> DATASET ENTRIES
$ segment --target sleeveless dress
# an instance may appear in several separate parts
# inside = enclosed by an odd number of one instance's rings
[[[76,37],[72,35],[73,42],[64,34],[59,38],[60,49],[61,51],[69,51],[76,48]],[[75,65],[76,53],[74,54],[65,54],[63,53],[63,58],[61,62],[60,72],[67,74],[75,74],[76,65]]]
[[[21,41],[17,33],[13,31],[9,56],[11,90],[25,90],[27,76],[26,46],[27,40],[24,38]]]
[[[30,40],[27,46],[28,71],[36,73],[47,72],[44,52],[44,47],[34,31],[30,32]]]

> WHAT IS ASKED
Please copy the data above line for line, leaving every character unchanged.

> TASK SOLUTION
$ segment --target sleeveless dress
# an instance may appear in several separate parts
# inside = enclosed by an odd number of one instance's rings
[[[76,37],[72,35],[73,42],[64,34],[59,38],[60,49],[61,51],[69,51],[76,48]],[[75,65],[76,53],[74,54],[65,54],[63,53],[63,58],[61,62],[60,72],[67,74],[75,74],[76,65]]]
[[[21,41],[17,33],[13,31],[9,56],[11,90],[25,90],[27,76],[26,46],[27,40],[24,38]]]
[[[30,40],[27,46],[28,71],[36,73],[47,72],[44,52],[44,47],[34,31],[30,32]]]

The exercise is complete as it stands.